+++ PASSAGE FOR REVIEW +++

Penn study identifies new target to fight prostate, lung cancer
PHILADELPHIA – A newly identified molecular chain of events in a mouse model of prostate cancer highlights novel targets to treat it and other cancers. A team led by Marcelo Kazanietz, PhD, a professor of Systems Pharmacology and Translational Therapeutics, published in Cell Reports that the overexpression of a protein called PKCε with the loss of the tumor suppressor Pten causes the progression of prostate cancer.
This deadly combination produces an uptick in the levels of the cancer-promoting molecule CXCL13. When the team purposely disrupted CXCL13, or CXCR5, the cell-surface receptor it attaches to, the metastatic and tumor-forming characteristics of the mouse prostate cancer cells were impaired.
"In addition to providing evidence for a vicious cancer cycle driven by PKCε, our studies identified a compelling rationale for blocking the CXCL13-CXCR5 molecules as a new cancer treatment," Kazanietz said. He and colleagues plan to identify compounds to block CXCR5 or CXCL13 with potential to be developed as anti-cancer agents. The researchers also suggested that CXCL13 levels in blood could be used as a biomarker to measure the precise state of prostate cancer progression in a patient.
The team's next step will be to interfere with CXCR5/CXCL13 signals not only from the cancer cells but also from other cells in the tumor microenvironment that contribute to cancer growth.
Pulmonologists and oncologists have also observed that PKCε is overexpressed in lung cancer patients, but they do not fully understand its exact molecular consequences. In general, a high level of PKCε is associated with a poor prognosis.
"We are in the midst of extending these findings to lung cancer," said Kazanietz, who is collaborating with Penn Medicine researchers David Feldser, PhD, an assistant professor of Cancer Biology, Steven M. Albelda, MD, a professor of Pulmonary, Allergy and Critical Care, and Evgeniy Eruslanov, PhD, a research assistant professor of Thoracic Surgery.
This research was funded in part by the National Institutes of Health (R01-CA089202, R01-CA189765, R01-CA196232), the Department of Defense (PC130641, W81XWH-12-1-0009).

+++ DATA EXTRACT +++

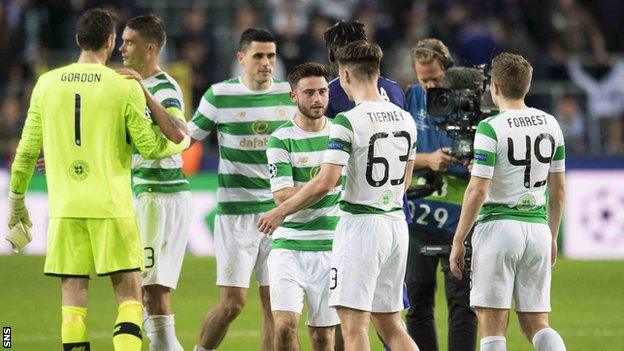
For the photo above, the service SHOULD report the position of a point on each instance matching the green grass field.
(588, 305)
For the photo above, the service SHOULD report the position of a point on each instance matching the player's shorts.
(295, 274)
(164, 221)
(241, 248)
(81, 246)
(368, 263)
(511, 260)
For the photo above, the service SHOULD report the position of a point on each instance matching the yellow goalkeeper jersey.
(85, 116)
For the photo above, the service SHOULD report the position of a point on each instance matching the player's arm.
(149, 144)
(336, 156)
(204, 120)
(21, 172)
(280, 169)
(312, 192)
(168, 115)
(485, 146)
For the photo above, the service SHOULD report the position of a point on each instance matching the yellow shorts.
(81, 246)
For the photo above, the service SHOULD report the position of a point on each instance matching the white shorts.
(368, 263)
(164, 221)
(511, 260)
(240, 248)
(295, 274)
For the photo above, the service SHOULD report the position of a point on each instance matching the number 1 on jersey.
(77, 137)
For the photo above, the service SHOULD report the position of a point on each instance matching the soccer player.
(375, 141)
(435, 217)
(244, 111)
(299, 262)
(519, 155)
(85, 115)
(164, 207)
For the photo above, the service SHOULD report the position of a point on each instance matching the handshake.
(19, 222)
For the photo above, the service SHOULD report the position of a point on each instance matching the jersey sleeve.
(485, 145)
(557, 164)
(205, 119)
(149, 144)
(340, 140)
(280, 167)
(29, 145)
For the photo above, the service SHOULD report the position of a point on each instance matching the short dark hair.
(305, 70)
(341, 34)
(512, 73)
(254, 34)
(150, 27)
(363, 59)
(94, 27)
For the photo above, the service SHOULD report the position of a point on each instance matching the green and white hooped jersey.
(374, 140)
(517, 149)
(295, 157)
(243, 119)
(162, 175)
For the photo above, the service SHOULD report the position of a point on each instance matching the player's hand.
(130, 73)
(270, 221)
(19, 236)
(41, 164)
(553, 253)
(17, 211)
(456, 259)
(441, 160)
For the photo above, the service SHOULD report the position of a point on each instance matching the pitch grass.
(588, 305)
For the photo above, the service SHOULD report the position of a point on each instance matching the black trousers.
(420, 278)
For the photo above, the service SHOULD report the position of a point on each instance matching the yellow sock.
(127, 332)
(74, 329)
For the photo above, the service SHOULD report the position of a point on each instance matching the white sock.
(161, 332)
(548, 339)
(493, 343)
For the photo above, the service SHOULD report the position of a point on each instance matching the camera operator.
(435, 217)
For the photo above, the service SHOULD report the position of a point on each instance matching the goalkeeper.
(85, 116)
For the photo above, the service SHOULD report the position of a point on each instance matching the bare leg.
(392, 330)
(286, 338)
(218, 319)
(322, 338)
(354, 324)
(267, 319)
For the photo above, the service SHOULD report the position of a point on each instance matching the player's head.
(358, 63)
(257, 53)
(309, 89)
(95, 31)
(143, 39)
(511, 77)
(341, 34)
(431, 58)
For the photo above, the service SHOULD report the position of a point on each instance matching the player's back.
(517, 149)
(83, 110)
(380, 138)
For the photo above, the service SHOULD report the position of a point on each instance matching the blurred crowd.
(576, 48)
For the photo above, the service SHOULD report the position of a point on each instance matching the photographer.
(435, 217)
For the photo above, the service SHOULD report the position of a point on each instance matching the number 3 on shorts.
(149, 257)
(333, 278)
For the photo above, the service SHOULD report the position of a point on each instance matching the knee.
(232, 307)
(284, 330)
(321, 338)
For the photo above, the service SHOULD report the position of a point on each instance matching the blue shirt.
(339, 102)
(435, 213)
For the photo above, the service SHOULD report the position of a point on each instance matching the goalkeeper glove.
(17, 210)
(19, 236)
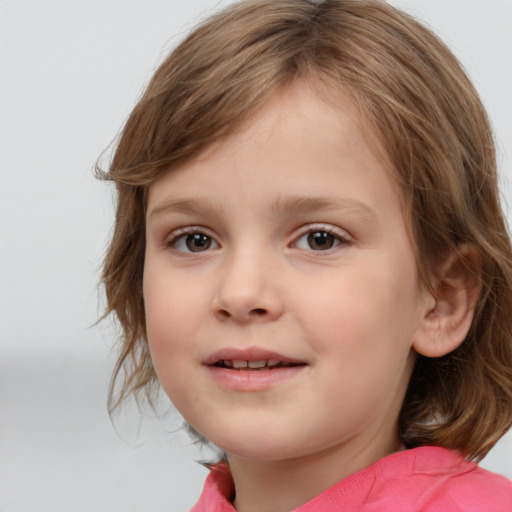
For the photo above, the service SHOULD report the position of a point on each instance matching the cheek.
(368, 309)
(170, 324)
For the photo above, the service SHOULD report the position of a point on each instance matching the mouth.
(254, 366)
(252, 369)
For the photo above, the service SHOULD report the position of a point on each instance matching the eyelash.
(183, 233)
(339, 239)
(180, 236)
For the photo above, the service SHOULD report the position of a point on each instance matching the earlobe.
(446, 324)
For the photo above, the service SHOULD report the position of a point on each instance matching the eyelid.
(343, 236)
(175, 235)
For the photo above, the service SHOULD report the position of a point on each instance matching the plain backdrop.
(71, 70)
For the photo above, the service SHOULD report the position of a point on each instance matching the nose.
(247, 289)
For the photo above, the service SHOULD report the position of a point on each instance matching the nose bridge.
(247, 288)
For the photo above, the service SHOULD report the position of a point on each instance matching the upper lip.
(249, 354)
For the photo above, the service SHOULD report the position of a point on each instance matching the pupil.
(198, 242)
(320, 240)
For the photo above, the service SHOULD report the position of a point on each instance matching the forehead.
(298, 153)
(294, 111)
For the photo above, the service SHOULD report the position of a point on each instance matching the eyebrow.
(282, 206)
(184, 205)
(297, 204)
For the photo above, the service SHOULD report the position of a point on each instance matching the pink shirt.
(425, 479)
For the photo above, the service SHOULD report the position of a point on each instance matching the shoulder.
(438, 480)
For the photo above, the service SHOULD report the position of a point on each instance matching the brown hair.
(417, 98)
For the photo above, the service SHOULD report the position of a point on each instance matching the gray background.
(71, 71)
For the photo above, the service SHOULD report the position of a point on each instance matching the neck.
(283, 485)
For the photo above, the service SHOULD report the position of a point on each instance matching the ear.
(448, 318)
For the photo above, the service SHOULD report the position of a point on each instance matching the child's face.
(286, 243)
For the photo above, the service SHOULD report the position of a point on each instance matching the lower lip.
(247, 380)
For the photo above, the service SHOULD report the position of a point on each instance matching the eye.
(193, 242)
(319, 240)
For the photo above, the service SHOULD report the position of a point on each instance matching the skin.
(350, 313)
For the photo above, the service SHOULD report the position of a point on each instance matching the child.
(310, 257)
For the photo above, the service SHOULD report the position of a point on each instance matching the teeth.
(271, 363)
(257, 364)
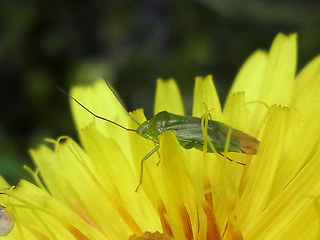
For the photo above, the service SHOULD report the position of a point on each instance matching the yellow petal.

+++

• _EXERCISE DIRECTIONS_: Set down the part of the prostate cancer study report starting with "Penn study identifies" and going on through "of prostate cancer.", word for word. Rely only on the text when responding.

• _EXERCISE OUTPUT_:
Penn study identifies new target to fight prostate, lung cancer
PHILADELPHIA – A newly identified molecular chain of events in a mouse model of prostate cancer highlights novel targets to treat it and other cancers. A team led by Marcelo Kazanietz, PhD, a professor of Systems Pharmacology and Translational Therapeutics, published in Cell Reports that the overexpression of a protein called PKCε with the loss of the tumor suppressor Pten causes the progression of prostate cancer.